● **Input for this task**
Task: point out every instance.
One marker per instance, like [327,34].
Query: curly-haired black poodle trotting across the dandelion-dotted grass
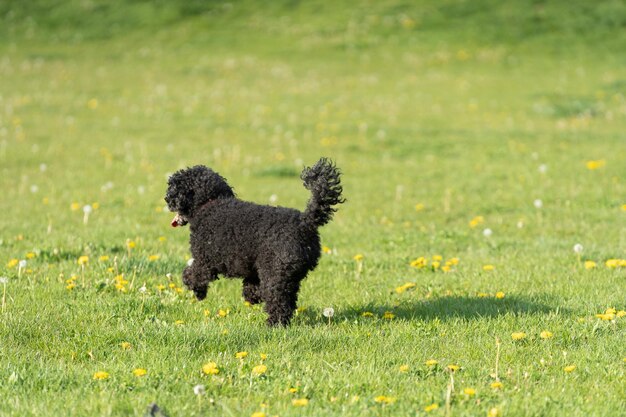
[271,248]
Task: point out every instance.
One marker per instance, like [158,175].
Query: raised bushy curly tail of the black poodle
[322,179]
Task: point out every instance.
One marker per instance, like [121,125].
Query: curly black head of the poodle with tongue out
[189,189]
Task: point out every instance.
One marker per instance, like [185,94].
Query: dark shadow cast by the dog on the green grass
[440,308]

● **What is needed**
Your answer should be the lines from the first record down to the line containing "One marker per instance, like [158,175].", restated exactly, with no pictures.

● **Solution**
Task: point out every instance.
One marker per instance, like [327,34].
Query: curly-haired black poodle trotting across the dandelion-dotted grass
[271,248]
Task: point out every instance.
One marker per instance, like [158,175].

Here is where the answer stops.